**Entries shown:**
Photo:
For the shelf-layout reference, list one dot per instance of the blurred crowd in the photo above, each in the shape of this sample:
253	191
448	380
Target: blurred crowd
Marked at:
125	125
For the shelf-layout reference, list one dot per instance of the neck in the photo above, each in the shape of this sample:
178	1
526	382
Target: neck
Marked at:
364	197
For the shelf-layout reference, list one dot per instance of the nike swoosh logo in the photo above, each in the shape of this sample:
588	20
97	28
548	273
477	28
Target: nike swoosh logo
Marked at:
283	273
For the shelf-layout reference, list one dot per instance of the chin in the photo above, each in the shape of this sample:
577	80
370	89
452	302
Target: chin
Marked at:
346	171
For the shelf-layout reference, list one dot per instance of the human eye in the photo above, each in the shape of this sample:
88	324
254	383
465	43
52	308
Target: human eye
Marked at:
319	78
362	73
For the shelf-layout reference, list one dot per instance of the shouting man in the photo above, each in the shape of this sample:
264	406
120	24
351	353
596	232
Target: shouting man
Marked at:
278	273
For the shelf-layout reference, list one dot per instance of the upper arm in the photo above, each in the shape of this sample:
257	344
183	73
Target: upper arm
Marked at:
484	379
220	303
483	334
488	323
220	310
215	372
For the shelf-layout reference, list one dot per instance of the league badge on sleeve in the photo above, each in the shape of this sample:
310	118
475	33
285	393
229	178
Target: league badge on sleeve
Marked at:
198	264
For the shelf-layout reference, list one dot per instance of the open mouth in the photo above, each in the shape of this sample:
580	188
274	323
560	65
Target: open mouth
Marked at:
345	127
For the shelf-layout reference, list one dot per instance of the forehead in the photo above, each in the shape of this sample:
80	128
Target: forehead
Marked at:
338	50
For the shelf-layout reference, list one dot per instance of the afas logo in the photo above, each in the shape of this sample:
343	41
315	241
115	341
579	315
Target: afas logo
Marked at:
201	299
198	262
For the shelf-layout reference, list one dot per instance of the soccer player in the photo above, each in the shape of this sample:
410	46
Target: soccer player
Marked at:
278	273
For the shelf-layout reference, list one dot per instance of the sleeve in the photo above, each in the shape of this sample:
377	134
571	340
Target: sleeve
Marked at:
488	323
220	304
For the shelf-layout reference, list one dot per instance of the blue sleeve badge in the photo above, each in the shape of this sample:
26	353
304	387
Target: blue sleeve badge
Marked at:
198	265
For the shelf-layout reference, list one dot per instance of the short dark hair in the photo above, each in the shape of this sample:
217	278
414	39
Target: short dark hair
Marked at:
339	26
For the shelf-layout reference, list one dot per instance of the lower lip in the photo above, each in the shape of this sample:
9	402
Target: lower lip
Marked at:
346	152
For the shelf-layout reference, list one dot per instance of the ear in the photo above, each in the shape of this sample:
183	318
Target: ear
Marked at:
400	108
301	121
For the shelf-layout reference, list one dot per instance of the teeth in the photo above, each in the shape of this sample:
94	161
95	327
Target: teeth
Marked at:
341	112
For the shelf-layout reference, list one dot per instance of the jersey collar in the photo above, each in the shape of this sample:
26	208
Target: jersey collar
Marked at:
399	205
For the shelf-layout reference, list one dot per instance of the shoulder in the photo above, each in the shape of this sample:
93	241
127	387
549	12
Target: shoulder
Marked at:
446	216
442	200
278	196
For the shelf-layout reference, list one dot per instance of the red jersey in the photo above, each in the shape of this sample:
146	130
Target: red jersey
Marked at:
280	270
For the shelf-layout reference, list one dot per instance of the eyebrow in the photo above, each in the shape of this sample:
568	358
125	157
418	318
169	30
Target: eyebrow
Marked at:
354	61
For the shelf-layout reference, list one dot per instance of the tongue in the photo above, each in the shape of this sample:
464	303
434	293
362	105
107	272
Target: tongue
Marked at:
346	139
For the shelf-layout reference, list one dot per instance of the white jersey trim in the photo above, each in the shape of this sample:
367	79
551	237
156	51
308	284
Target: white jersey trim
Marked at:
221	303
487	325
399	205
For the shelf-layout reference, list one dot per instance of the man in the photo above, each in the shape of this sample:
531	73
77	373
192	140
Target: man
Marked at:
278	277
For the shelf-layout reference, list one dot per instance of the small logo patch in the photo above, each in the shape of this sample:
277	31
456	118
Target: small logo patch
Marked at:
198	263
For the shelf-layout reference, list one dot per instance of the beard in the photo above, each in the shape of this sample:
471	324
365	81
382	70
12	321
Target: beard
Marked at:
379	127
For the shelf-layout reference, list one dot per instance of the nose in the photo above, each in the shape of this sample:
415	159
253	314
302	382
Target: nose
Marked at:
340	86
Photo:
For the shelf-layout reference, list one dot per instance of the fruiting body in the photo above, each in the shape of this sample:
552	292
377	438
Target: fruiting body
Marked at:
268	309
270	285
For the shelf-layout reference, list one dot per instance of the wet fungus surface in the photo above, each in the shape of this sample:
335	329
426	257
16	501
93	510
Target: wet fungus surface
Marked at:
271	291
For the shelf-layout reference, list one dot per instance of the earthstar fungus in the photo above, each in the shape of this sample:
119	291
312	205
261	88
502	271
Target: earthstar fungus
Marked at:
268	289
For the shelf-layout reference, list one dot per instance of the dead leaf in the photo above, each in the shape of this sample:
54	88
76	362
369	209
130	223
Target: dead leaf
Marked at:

**Your objective:** Rewrite the records above as a JSON list of strings, with one string for each line and no blank lines.

**Reply to the exercise:**
[
  "Photo:",
  "For the shelf-layout reference, list one dot per instance of the blurred crowd in the photo above, each in the shape of this sample:",
  "253\t191",
  "448\t380",
  "Target: blurred crowd",
  "Marked at:",
  "125\t125",
  "For the shelf-layout reference, list one dot per instance of the neck in the photo above, each in the shape of this sample:",
  "178\t1",
  "526\t382",
  "Target: neck",
  "Marked at:",
  "364\t197",
  "For the shelf-layout reference, list one dot per instance of the nike swoosh logo in the photo above, each in the shape of this sample:",
  "588\t20",
  "97\t28",
  "548\t273",
  "477\t28",
  "Target: nike swoosh logo",
  "Marked at:",
  "283\t273",
  "For the shelf-layout reference, list one dot per instance of the chin in the photo above, each in the shape of this sample:",
  "577\t80",
  "370\t89",
  "452\t302",
  "Target: chin",
  "Marked at:",
  "346\t171",
  "For the shelf-layout reference, list one dot per instance of the human eye in the photo above, each in the shape of this sample:",
  "88\t324",
  "254\t383",
  "465\t43",
  "52\t308",
  "Target: human eye",
  "Marked at:",
  "319\t78",
  "362\t73",
  "For the shelf-layout reference, list one dot per instance of the shouting man in the photo above, each in the shape of this sample:",
  "264\t406",
  "120\t24",
  "351\t353",
  "596\t232",
  "Target: shouting man",
  "Marked at:",
  "278\t273",
  "For the shelf-layout reference, list one dot per instance of the upper arm in the photo above, each in the shape of this sample:",
  "257\t344",
  "183\t73",
  "Target: upper arm",
  "Marked at:",
  "484\t379",
  "220\t303",
  "483\t334",
  "488\t323",
  "220\t310",
  "215\t372",
  "For the shelf-layout reference, list one dot per instance of the league badge on sleeve in the photo above, each in the shape of this sample:",
  "310\t118",
  "475\t33",
  "285\t393",
  "229\t178",
  "Target: league badge on sleeve",
  "Marked at:",
  "198\t264",
  "For the shelf-layout reference, list one dot per instance of the open mouth in the photo above, each in the shape of this sample:",
  "580\t188",
  "274\t323",
  "560\t65",
  "Target: open mouth",
  "Marked at:",
  "345\t127",
  "For the shelf-layout reference, list one dot per instance of the forehead in the photo above, each in the shape of this sample:",
  "80\t128",
  "Target: forehead",
  "Marked at:",
  "338\t50",
  "For the shelf-layout reference, list one dot per instance of the afas logo in the photo above, each in the shape of this sample:",
  "343\t41",
  "315\t241",
  "115\t341",
  "579\t315",
  "Target: afas logo",
  "Marked at:",
  "201\t299",
  "198\t262",
  "For the shelf-layout reference, list one dot per instance of the soccer player in the photo above, each in the shape of this sample:",
  "410\t46",
  "Target: soccer player",
  "Marked at:",
  "278\t273",
  "For the shelf-layout reference, list one dot per instance of the sleeve in the photo above, each in the shape of this sample:",
  "377\t134",
  "571\t340",
  "Target: sleeve",
  "Marked at:",
  "488\t323",
  "220\t304",
  "For the shelf-layout reference, list one dot per instance of the blue sleeve badge in the photo above, each in the shape of this sample:",
  "26\t353",
  "304\t387",
  "Target: blue sleeve badge",
  "Marked at:",
  "198\t265",
  "For the shelf-layout reference, list one dot per instance of the short dark hair in the photo above, each in the shape of this sample:",
  "217\t278",
  "414\t39",
  "Target: short dark hair",
  "Marked at:",
  "339\t26",
  "For the shelf-layout reference, list one dot per instance of the lower lip in the photo above, each in the shape of this sample:",
  "9\t402",
  "Target: lower lip",
  "Marked at:",
  "346\t152",
  "For the shelf-layout reference, list one dot per instance of the ear in the photo above, each in the shape of this sample:",
  "183\t318",
  "Target: ear",
  "Marked at:",
  "400\t108",
  "301\t121",
  "For the shelf-layout reference, list one dot per instance of the teeth in the photo above, each in the shape of this sample:",
  "94\t161",
  "95\t327",
  "Target: teeth",
  "Marked at:",
  "341\t112",
  "For the shelf-layout reference, list one dot per instance of the jersey collar in the photo above, each in the shape of this sample:",
  "26\t208",
  "Target: jersey collar",
  "Marked at:",
  "399\t205",
  "For the shelf-layout reference, list one dot per instance of the shoulder in the photo above, each in the shape of this sample:",
  "93\t241",
  "127\t387",
  "549\t12",
  "Target: shoulder",
  "Marked at:",
  "446\t216",
  "442\t200",
  "278\t196",
  "For the shelf-layout reference, list one dot per instance of the red jersey in the photo above, each in the shape of this sample:",
  "146\t130",
  "Target: red jersey",
  "Marked at:",
  "280\t270",
  "For the shelf-layout reference, list one dot per instance of the eyebrow in the photo above, each in the shape of this sample:",
  "568\t358",
  "125\t157",
  "418\t318",
  "169\t30",
  "Target: eyebrow",
  "Marked at:",
  "354\t61",
  "For the shelf-layout reference, list one dot per instance of the tongue in the photo above, each in the shape of this sample:",
  "464\t303",
  "434\t293",
  "362\t105",
  "107\t272",
  "Target: tongue",
  "Marked at:",
  "346\t139",
  "For the shelf-layout reference, list one dot per instance of the white jersey trim in the photo above, each in the shape of this sample:",
  "367\t79",
  "551\t237",
  "156\t51",
  "308\t284",
  "Target: white jersey trim",
  "Marked at:",
  "221\t303",
  "487\t325",
  "399\t205",
  "For the shelf-layout reference, list one dot per instance of the man in the photo above, each in the shape of this sample:",
  "531\t73",
  "77\t373",
  "192\t140",
  "Target: man",
  "Marked at:",
  "278\t277",
  "For the shelf-layout reference, list one dot per instance of the small logo patch in the photo above, each in the shape of this sample:",
  "277\t31",
  "456\t118",
  "Target: small logo patch",
  "Marked at:",
  "198\t263",
  "For the shelf-layout reference, list one dot per instance of the beard in the photo above, each in the shape of this sample:",
  "471\t324",
  "365\t81",
  "382\t70",
  "12\t321",
  "Target: beard",
  "Marked at:",
  "379\t127",
  "For the shelf-layout reference, list one dot per instance of the nose in the photo above, each in the shape of this sample:",
  "415\t159",
  "253\t314",
  "302\t382",
  "Target: nose",
  "Marked at:",
  "340\t86",
  "Photo:",
  "For the shelf-layout reference, list one dot per instance of the fruiting body in the photo above, each in the shape of this sample:",
  "552\t292",
  "377\t438",
  "Target: fruiting body",
  "Marked at:",
  "268\t309",
  "270\t285",
  "For the shelf-layout reference, list one dot per instance of the wet fungus surface in the photo above, each in the shape of this sample:",
  "335\t329",
  "426\t257",
  "16\t501",
  "93\t510",
  "Target: wet fungus surface",
  "Marked at:",
  "271\t291",
  "For the shelf-layout reference, list one dot per instance of the earthstar fungus in the photo above, each in the shape of this sample:",
  "119\t291",
  "312\t205",
  "261\t88",
  "502\t271",
  "Target: earthstar fungus",
  "Marked at:",
  "268\t289",
  "For the shelf-layout reference, list one dot per instance of the dead leaf in the photo above, each in the shape of this sample:",
  "54\t88",
  "76\t362",
  "369\t209",
  "130\t223",
  "Target: dead leaf",
  "Marked at:"
]